▶ **Work to be completed**:
Transcribe every one of the records below line for line, leaving out the pictures.

▶ **Dataset**:
╭──

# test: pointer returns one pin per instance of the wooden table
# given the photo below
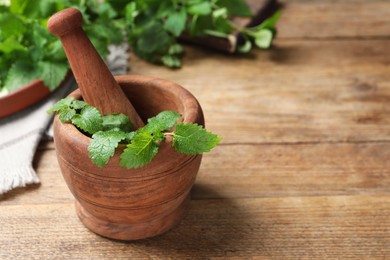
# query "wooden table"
(304, 167)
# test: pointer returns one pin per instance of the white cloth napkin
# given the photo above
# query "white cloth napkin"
(20, 133)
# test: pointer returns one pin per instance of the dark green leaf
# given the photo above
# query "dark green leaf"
(154, 39)
(193, 139)
(140, 151)
(200, 8)
(264, 38)
(89, 120)
(103, 145)
(78, 104)
(246, 47)
(20, 74)
(61, 104)
(236, 7)
(66, 114)
(117, 122)
(176, 22)
(163, 121)
(171, 61)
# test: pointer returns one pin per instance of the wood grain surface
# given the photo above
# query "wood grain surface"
(303, 171)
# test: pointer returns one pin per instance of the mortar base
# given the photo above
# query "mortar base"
(133, 231)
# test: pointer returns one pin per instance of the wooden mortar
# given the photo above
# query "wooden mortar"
(132, 204)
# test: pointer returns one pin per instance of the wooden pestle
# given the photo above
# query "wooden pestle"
(97, 85)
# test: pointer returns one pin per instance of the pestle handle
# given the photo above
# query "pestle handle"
(97, 85)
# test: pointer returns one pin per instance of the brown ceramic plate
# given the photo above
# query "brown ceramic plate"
(24, 97)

╰──

▶ **Complete answer**:
# test: pointer returns one pin per instance of the wooden table
# given the photo below
# query "wooden table"
(304, 167)
# test: pointer returns one pin per instance of the white cloth napkin
# given the photo above
# query "white cloth napkin"
(20, 133)
# test: pointer returns one pin per instance of the dark green leaf
# given the photo above
# query "dark green leaf"
(154, 39)
(193, 139)
(140, 151)
(200, 8)
(264, 38)
(89, 120)
(103, 145)
(78, 104)
(246, 47)
(20, 74)
(61, 104)
(236, 7)
(66, 114)
(117, 122)
(176, 22)
(163, 121)
(171, 61)
# test: pointer returns one pin per instance of the wood grain surface
# given the photo above
# query "wood grain surface"
(303, 171)
# test: pointer returns one pin per instance of the mortar base
# given the photo above
# query "mortar base"
(133, 231)
# test: pointer returns one pin per instance of the wooden mortar
# given the photo above
# query "wooden mortar"
(132, 204)
# test: pointer returns one pin per instance of the wooden pestle
# given the photo above
# query "wooden pestle"
(97, 85)
# test: pointer returns one pin per instance of the pestle handle
# given the photo above
# query "pestle handle"
(97, 85)
# test: pointer returns one pin per instance of the brown ceramic plate
# given the photo above
# query "brown ceramic plate"
(24, 97)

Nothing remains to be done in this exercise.